Records supplied
___

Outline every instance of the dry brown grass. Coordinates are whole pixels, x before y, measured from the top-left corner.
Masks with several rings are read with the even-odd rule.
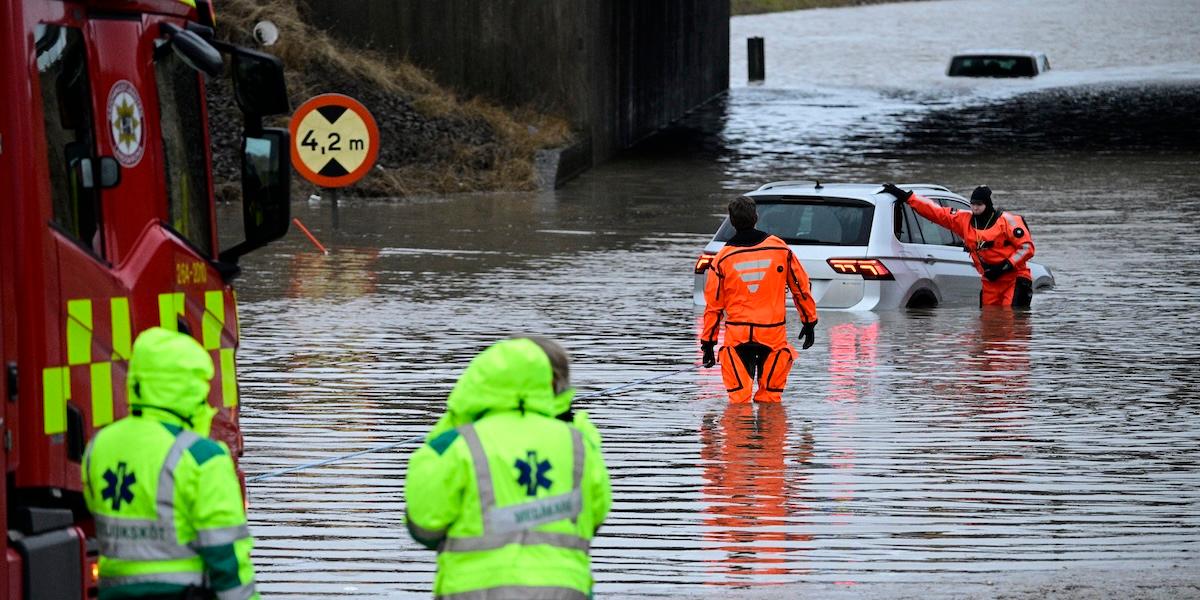
[[[355,193],[529,190],[535,186],[533,164],[538,150],[571,140],[565,119],[529,108],[502,108],[481,98],[463,101],[412,64],[334,40],[305,23],[295,0],[223,1],[217,29],[227,41],[256,47],[251,31],[259,20],[271,20],[280,29],[280,42],[268,50],[283,60],[293,97],[330,91],[323,73],[337,76],[402,97],[426,119],[485,122],[494,134],[493,143],[480,146],[448,139],[452,145],[449,161],[373,169],[355,185]]]

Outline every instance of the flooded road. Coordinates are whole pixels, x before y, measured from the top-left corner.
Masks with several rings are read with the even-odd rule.
[[[295,204],[332,252],[293,232],[244,260],[242,467],[254,476],[421,436],[467,361],[515,334],[559,340],[581,394],[688,367],[700,356],[692,264],[725,204],[762,182],[986,182],[998,208],[1026,217],[1057,278],[1032,313],[823,311],[781,407],[731,407],[716,370],[701,368],[580,402],[613,479],[593,550],[598,596],[1194,569],[1200,136],[1188,119],[1200,76],[1188,73],[1200,35],[1181,36],[1200,10],[1152,4],[1130,36],[1141,46],[1121,37],[1118,2],[1058,2],[1020,38],[973,24],[1040,4],[736,18],[727,97],[563,190],[343,200],[337,229],[328,205]],[[821,19],[840,32],[811,47],[814,35],[796,35],[785,60],[773,40]],[[835,53],[826,71],[800,58],[878,47],[889,23],[961,28],[949,41],[914,36],[887,70],[868,65],[877,53]],[[738,80],[748,35],[767,37],[762,85]],[[1079,89],[941,85],[937,68],[964,41],[1037,46]],[[1120,120],[1074,119],[1067,138],[1027,125],[1004,134],[1021,110],[1057,122],[1088,114],[1072,98],[1096,97],[1115,103],[1112,119],[1158,102],[1160,124],[1132,139],[1104,133],[1126,131]],[[799,330],[794,314],[788,326]],[[427,596],[433,553],[403,527],[414,446],[252,482],[262,590]]]

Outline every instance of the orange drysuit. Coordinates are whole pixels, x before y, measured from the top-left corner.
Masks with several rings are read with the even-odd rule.
[[[962,238],[976,270],[983,275],[989,265],[998,265],[1008,260],[1013,270],[1001,275],[995,281],[983,278],[983,292],[979,295],[980,306],[1021,306],[1030,305],[1033,289],[1033,276],[1026,263],[1033,258],[1033,236],[1025,224],[1025,218],[1014,212],[994,210],[985,227],[976,228],[971,222],[970,210],[940,206],[929,198],[912,194],[908,205],[920,216],[954,232]],[[1024,281],[1021,281],[1024,280]],[[1019,294],[1014,292],[1021,288]]]
[[[721,316],[721,378],[730,402],[780,402],[796,348],[787,340],[785,289],[805,324],[816,324],[809,275],[784,240],[757,229],[739,232],[713,258],[704,283],[700,341],[716,343]],[[752,391],[754,379],[758,391]]]

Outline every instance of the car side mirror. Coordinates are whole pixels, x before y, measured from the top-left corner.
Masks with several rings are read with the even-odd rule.
[[[221,53],[196,32],[174,23],[162,23],[158,25],[158,31],[167,37],[167,44],[187,66],[211,77],[221,74],[221,71],[224,70]]]
[[[288,130],[266,127],[245,136],[241,157],[241,216],[246,240],[221,252],[238,258],[288,233],[292,223],[292,168]]]
[[[116,187],[121,182],[121,166],[112,156],[72,161],[76,178],[84,190]]]
[[[230,55],[234,98],[242,113],[270,116],[292,112],[278,56],[239,47],[232,48]]]

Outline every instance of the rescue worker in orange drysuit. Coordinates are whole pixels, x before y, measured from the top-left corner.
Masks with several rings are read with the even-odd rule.
[[[1024,217],[991,205],[991,188],[979,186],[971,192],[971,214],[940,206],[892,184],[883,184],[883,191],[962,238],[971,260],[983,276],[979,306],[1030,307],[1033,276],[1026,263],[1033,258],[1033,238]]]
[[[730,203],[733,238],[713,257],[704,283],[704,324],[700,347],[706,367],[716,364],[716,332],[725,316],[721,378],[730,402],[780,402],[796,348],[787,342],[785,289],[800,313],[803,348],[812,346],[817,325],[809,275],[784,240],[755,229],[758,211],[752,199]],[[758,389],[754,391],[754,382]]]

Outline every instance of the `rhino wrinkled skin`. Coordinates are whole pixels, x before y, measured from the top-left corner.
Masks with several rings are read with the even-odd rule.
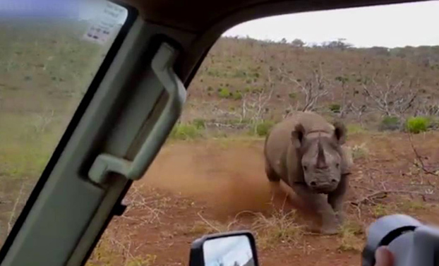
[[[320,233],[336,234],[352,164],[343,147],[347,129],[313,112],[296,112],[276,124],[265,139],[265,173],[282,180],[322,218]]]

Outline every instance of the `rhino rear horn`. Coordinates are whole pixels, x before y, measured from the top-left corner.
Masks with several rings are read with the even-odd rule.
[[[301,123],[298,123],[291,131],[291,142],[296,148],[301,147],[303,135],[305,135],[305,128]]]
[[[344,123],[341,121],[334,123],[334,138],[337,140],[339,145],[343,145],[346,142],[347,129]]]

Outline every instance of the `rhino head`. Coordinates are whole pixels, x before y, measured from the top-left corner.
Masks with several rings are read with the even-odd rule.
[[[337,188],[347,167],[342,145],[347,129],[341,122],[334,123],[334,131],[306,133],[301,124],[291,133],[293,145],[299,155],[300,169],[306,185],[315,193],[327,193]]]

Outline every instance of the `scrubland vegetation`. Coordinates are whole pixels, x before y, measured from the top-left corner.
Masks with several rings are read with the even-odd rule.
[[[0,23],[0,243],[108,49],[82,40],[85,29]],[[439,47],[219,40],[153,164],[160,171],[133,186],[88,265],[186,264],[191,241],[238,229],[253,231],[263,265],[311,265],[323,253],[328,265],[356,265],[377,217],[438,222],[438,73]],[[266,190],[263,137],[296,111],[348,127],[355,166],[335,236],[310,234],[301,214]]]

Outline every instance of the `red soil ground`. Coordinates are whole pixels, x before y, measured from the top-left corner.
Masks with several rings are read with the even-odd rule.
[[[439,162],[438,137],[426,133],[413,138],[427,170],[434,171]],[[363,155],[356,155],[345,207],[348,222],[360,228],[331,236],[304,231],[294,241],[284,236],[271,236],[271,242],[257,238],[262,265],[359,265],[364,232],[378,217],[404,212],[439,223],[439,177],[414,165],[417,156],[408,135],[359,134],[348,142],[350,147],[363,143]],[[145,178],[130,191],[127,211],[110,224],[102,245],[124,247],[119,250],[125,260],[147,258],[140,265],[184,265],[191,243],[203,234],[216,229],[253,229],[255,219],[263,217],[257,213],[272,218],[283,201],[270,204],[263,145],[263,140],[168,143]],[[284,212],[291,209],[294,205],[287,201]],[[294,221],[300,226],[308,220],[296,212]]]

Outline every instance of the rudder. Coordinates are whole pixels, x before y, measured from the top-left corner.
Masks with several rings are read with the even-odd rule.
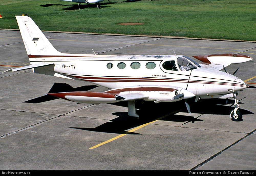
[[[63,55],[57,51],[32,19],[26,16],[16,16],[29,60],[39,56]],[[38,60],[37,59],[37,60]]]

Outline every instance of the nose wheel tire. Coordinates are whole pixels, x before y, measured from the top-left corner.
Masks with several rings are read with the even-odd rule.
[[[242,120],[242,114],[238,111],[237,111],[236,114],[235,114],[234,112],[234,110],[231,112],[230,114],[230,117],[233,121],[238,122]]]

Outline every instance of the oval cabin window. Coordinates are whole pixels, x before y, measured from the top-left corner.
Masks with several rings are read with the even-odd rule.
[[[120,62],[117,64],[117,67],[120,69],[123,69],[125,67],[125,64],[123,62]]]
[[[138,62],[133,62],[131,64],[131,67],[133,69],[138,69],[141,67],[141,64]]]
[[[112,68],[112,67],[113,67],[113,64],[110,63],[108,63],[108,64],[107,64],[107,67],[108,68],[110,69],[110,68]]]
[[[149,62],[146,64],[146,67],[147,68],[151,70],[155,68],[156,66],[156,64],[153,62]]]

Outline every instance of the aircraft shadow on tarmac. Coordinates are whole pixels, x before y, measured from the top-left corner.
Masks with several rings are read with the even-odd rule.
[[[49,91],[49,93],[64,92],[76,91],[87,91],[98,87],[98,86],[84,86],[74,88],[66,83],[55,83]],[[254,88],[251,87],[250,88]],[[39,103],[58,99],[58,98],[46,95],[29,100],[23,102]],[[241,101],[242,99],[239,100]],[[234,109],[233,99],[205,99],[194,102],[194,98],[188,101],[190,105],[192,113],[214,115],[229,115]],[[239,102],[239,104],[243,103]],[[127,101],[111,103],[116,106],[128,107]],[[200,122],[203,121],[200,119],[201,115],[195,118],[191,116],[171,114],[174,111],[187,112],[185,101],[180,101],[175,102],[162,102],[156,104],[152,101],[137,100],[135,104],[136,113],[140,116],[138,118],[128,115],[128,112],[115,112],[112,114],[118,116],[116,118],[94,128],[81,127],[70,128],[93,131],[120,134],[140,134],[134,132],[126,131],[127,129],[150,122],[156,120],[182,123],[182,125],[188,123]],[[244,115],[253,114],[249,111],[239,108],[239,111]],[[113,110],[113,111],[114,110]],[[176,111],[177,111],[177,112]],[[161,118],[161,117],[166,116]],[[183,123],[184,122],[184,123]]]
[[[115,2],[108,2],[105,3],[100,3],[100,8],[101,8],[105,7],[111,7],[110,6],[107,6],[108,5],[115,4],[116,3]],[[41,7],[47,7],[53,6],[61,6],[67,7],[66,8],[62,9],[62,10],[79,10],[79,9],[81,10],[81,9],[86,9],[87,8],[97,8],[97,5],[95,4],[81,4],[79,5],[79,7],[77,3],[74,3],[72,4],[69,4],[68,5],[63,5],[61,4],[48,4],[44,5],[41,5],[40,6]]]
[[[234,101],[228,100],[228,104],[226,99],[216,99],[206,100],[198,102],[190,106],[191,112],[198,114],[226,115],[229,115],[230,112],[234,109],[229,104],[233,103]],[[242,103],[240,103],[240,104]],[[128,107],[128,103],[123,102],[111,104],[124,107]],[[136,113],[140,115],[138,119],[131,117],[127,112],[117,112],[112,114],[118,116],[114,119],[94,128],[83,127],[72,127],[79,130],[120,134],[140,134],[134,132],[130,132],[126,130],[157,120],[159,120],[176,122],[182,123],[184,125],[189,123],[200,122],[203,121],[200,119],[200,115],[197,117],[191,116],[171,114],[168,115],[172,111],[178,110],[179,112],[187,112],[184,102],[180,101],[173,103],[161,103],[156,104],[154,102],[145,102],[142,103],[138,101],[136,104]],[[253,113],[248,111],[240,109],[243,114],[252,114]],[[165,115],[166,116],[161,119]],[[183,123],[184,122],[184,123]]]
[[[48,93],[56,93],[58,92],[73,92],[76,91],[87,91],[99,87],[98,86],[84,86],[81,87],[74,88],[71,86],[66,83],[55,83],[50,90]],[[59,99],[58,98],[49,95],[34,98],[32,100],[24,101],[23,103],[39,103]]]

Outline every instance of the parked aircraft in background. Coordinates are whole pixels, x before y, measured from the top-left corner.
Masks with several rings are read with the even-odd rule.
[[[60,0],[65,1],[69,1],[78,3],[86,3],[86,4],[97,4],[97,8],[100,8],[100,7],[99,3],[103,1],[104,0]]]
[[[48,94],[67,100],[95,104],[128,101],[128,114],[138,117],[136,100],[161,102],[200,99],[234,98],[233,120],[242,114],[237,92],[248,87],[242,80],[220,71],[232,64],[252,59],[244,55],[223,54],[193,57],[173,55],[114,56],[70,54],[57,51],[32,19],[16,16],[31,65],[11,69],[32,69],[35,73],[90,82],[110,89],[104,92],[76,91]]]

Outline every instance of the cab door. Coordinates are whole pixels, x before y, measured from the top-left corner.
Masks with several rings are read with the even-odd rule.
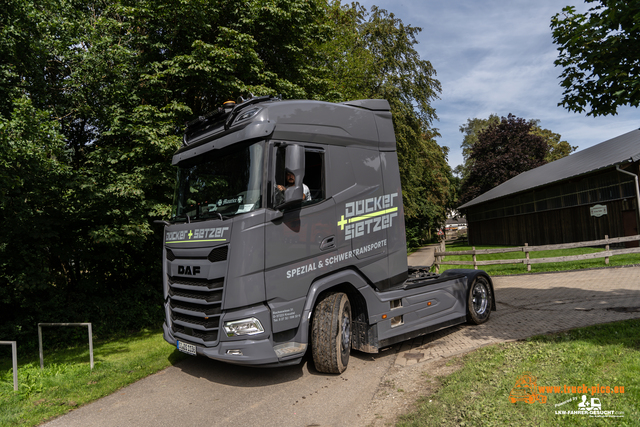
[[[270,200],[265,223],[266,296],[277,315],[288,313],[281,316],[286,318],[282,325],[277,325],[281,320],[273,315],[275,332],[297,326],[297,322],[289,320],[299,320],[311,282],[327,272],[323,260],[335,253],[337,227],[334,200],[326,197],[327,164],[325,149],[320,145],[304,144],[302,183],[310,197],[297,206],[276,208],[282,200],[278,186],[286,185],[286,146],[272,144],[267,183]]]

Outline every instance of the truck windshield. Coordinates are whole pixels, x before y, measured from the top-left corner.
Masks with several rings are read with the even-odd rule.
[[[209,152],[178,168],[172,221],[226,218],[261,207],[264,142]]]

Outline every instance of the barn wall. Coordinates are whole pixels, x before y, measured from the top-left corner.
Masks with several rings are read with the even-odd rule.
[[[638,163],[629,169],[638,173]],[[636,200],[633,178],[607,169],[468,208],[469,243],[547,245],[622,237],[623,212],[634,211],[637,218]],[[591,216],[596,204],[606,206],[607,214]]]

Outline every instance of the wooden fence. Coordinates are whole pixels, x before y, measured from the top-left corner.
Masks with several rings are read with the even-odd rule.
[[[525,264],[527,266],[527,271],[531,271],[531,264],[542,264],[548,262],[566,262],[566,261],[581,261],[585,259],[595,259],[595,258],[604,258],[604,263],[609,264],[609,257],[614,255],[624,255],[624,254],[640,254],[640,247],[638,248],[625,248],[625,249],[609,249],[610,245],[626,243],[626,242],[634,242],[639,241],[640,235],[635,236],[626,236],[626,237],[615,237],[609,239],[609,236],[604,236],[602,240],[591,240],[587,242],[576,242],[576,243],[561,243],[559,245],[543,245],[543,246],[529,246],[527,243],[524,246],[518,246],[513,248],[499,248],[499,249],[479,249],[476,250],[475,246],[470,251],[451,251],[445,252],[445,243],[444,241],[440,242],[440,248],[435,253],[435,267],[436,273],[439,272],[441,265],[473,265],[474,269],[478,269],[479,265],[498,265],[498,264]],[[568,255],[561,257],[550,257],[550,258],[530,258],[529,253],[531,252],[539,252],[539,251],[551,251],[556,249],[570,249],[570,248],[583,248],[588,246],[604,246],[603,252],[596,252],[592,254],[583,254],[583,255]],[[494,259],[488,261],[478,261],[476,259],[477,255],[485,255],[485,254],[500,254],[507,252],[524,252],[525,258],[519,259]],[[445,256],[449,255],[471,255],[473,257],[473,261],[444,261]]]

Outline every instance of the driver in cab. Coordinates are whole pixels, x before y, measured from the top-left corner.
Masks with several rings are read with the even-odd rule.
[[[285,184],[286,185],[277,185],[276,187],[278,188],[279,191],[284,193],[285,188],[287,187],[291,187],[296,183],[296,177],[295,175],[293,175],[293,173],[291,172],[287,172],[287,175],[285,176]],[[305,202],[308,202],[311,200],[311,192],[309,191],[309,187],[307,187],[307,185],[305,183],[302,183],[302,188],[303,188],[303,196],[302,196],[302,200],[304,200]]]

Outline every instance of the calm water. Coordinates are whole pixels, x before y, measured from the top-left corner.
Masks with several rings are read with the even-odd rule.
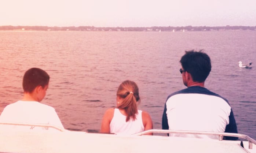
[[[255,31],[0,31],[0,112],[22,98],[24,73],[37,67],[51,77],[42,102],[55,108],[65,128],[99,130],[118,86],[130,79],[140,108],[161,128],[167,96],[185,88],[179,60],[193,49],[211,57],[206,87],[228,100],[239,132],[256,139],[256,67],[238,63],[256,64]]]

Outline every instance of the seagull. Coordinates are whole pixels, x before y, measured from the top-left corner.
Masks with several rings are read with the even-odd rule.
[[[252,63],[251,62],[246,64],[242,64],[242,62],[241,61],[239,61],[238,63],[239,63],[239,67],[245,67],[245,68],[250,68],[252,67],[250,67],[250,66],[252,65]]]

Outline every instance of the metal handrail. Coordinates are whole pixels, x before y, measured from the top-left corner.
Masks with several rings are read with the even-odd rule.
[[[201,134],[204,135],[216,135],[219,136],[219,140],[223,140],[224,136],[234,137],[246,140],[249,142],[249,148],[252,149],[252,143],[256,145],[256,141],[248,135],[234,133],[226,133],[214,132],[205,132],[199,131],[172,130],[169,130],[151,129],[133,134],[135,135],[142,135],[149,133],[174,133],[179,134]]]
[[[37,124],[37,123],[25,123],[19,122],[12,122],[12,123],[1,123],[0,124],[2,125],[14,125],[14,126],[35,126],[38,127],[47,127],[51,128],[62,132],[69,131],[69,130],[65,129],[65,128],[62,128],[53,125],[48,124]]]

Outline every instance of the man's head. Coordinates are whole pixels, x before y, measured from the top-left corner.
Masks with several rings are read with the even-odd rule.
[[[50,79],[46,72],[39,68],[31,68],[26,72],[23,77],[24,92],[31,93],[38,86],[44,88],[49,84]]]
[[[186,51],[180,61],[183,70],[190,74],[194,82],[204,82],[212,68],[210,57],[202,51]]]

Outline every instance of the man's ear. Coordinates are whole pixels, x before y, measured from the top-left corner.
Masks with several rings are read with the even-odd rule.
[[[186,71],[186,74],[185,74],[186,77],[187,78],[187,80],[192,80],[193,79],[192,78],[192,76],[191,74],[188,72]]]
[[[43,89],[42,86],[40,85],[38,85],[35,88],[34,91],[36,92],[37,93],[39,93]]]

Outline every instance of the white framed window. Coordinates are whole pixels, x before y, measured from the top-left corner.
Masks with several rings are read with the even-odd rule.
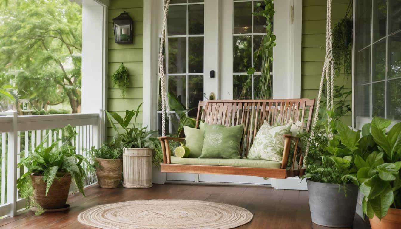
[[[261,55],[257,60],[254,53],[257,52],[266,29],[263,27],[266,18],[253,16],[252,13],[263,10],[257,7],[263,1],[247,0],[235,1],[233,6],[233,99],[253,99],[260,79]],[[272,22],[273,24],[273,22]],[[254,65],[254,63],[255,64]],[[248,68],[255,68],[256,72],[250,77],[247,73]],[[273,63],[270,65],[270,87],[272,89]],[[250,79],[250,80],[249,80]],[[269,94],[271,97],[272,91]]]
[[[354,115],[360,129],[374,116],[401,120],[401,2],[355,4]]]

___

Your objective
Quote only the lines that start at the line holding "Outline every instance of the man's ear." and end at the last line of the entries, including both of those lines, and omit every picture.

Final result
Outline every instance of the man's ear. Coordinates are whole pixels, x before y, measured from the top-left corner.
Masks with several rings are read with the even-odd rule.
[[[186,71],[186,74],[185,74],[186,77],[187,78],[187,80],[192,80],[193,79],[192,78],[192,76],[191,74],[188,72]]]
[[[43,89],[42,86],[40,85],[38,85],[35,88],[34,91],[36,92],[37,93],[39,93]]]

Outline every instance of the white framed window. Coordinates are whole pixels, x before y, measured from the top-left corner.
Masks with several rings are read with the even-odd rule.
[[[261,55],[257,60],[254,53],[257,52],[266,29],[263,27],[266,18],[253,16],[252,13],[263,10],[257,7],[263,1],[247,0],[235,1],[233,6],[233,99],[253,99],[260,79]],[[272,22],[273,24],[273,22]],[[254,65],[254,63],[255,64]],[[248,68],[255,68],[256,72],[250,77],[247,73]],[[273,63],[270,65],[270,87],[272,89]],[[250,79],[250,80],[249,80]],[[269,94],[271,97],[272,91]]]
[[[354,115],[360,129],[374,116],[401,120],[401,2],[355,4]]]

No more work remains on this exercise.